▸ What to work on
Reproduce the listing below verbatim, keeping every line in its original order.
--- begin Data lines ---
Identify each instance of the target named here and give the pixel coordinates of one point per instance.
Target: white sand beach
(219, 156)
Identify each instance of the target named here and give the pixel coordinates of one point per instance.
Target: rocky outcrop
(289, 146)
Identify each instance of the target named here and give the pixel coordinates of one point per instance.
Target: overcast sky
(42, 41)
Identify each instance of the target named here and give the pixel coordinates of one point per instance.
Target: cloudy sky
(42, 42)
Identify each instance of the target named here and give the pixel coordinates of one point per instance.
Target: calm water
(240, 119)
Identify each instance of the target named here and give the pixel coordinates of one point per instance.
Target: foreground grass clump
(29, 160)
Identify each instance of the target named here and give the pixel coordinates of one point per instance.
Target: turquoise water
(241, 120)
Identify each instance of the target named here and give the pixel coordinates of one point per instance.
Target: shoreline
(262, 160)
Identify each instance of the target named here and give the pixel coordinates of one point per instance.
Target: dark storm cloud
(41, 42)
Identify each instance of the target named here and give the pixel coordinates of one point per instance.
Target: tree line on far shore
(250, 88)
--- end Data lines ---
▸ Output for this exercise
Identify each instance of the target named here and give the pixel coordinates of one point per instance.
Target: white sand beach
(219, 156)
Identify each instance of the target named here and give the pixel coordinates of one point per instance.
Target: rocky outcrop
(289, 146)
Identify each instance of the target named here and give the pixel coordinates of one point per instance.
Target: overcast sky
(42, 41)
Identify each instance of the target named here and give the pixel coordinates of one point per instance.
Target: cloudy sky
(42, 42)
Identify each instance of the target named here and give the pixel coordinates of one point per instance.
Target: calm water
(240, 119)
Identify each instance of the target named here and give the pixel coordinates of one point per instance.
Target: foreground grass clump
(29, 160)
Identify each instance of the target named here and give the pixel coordinates of one point per instance.
Target: turquoise water
(241, 120)
Identify each instance of the target named here and give the pixel coordinates of one point per instance.
Target: shoreline
(262, 160)
Identify each instance of the target named here and give the pixel coordinates of one point per instance.
Target: dark storm cloud
(41, 42)
Identify each instance of the target named here and give the pixel coordinates of one point per instance.
Target: tree line on far shore
(250, 88)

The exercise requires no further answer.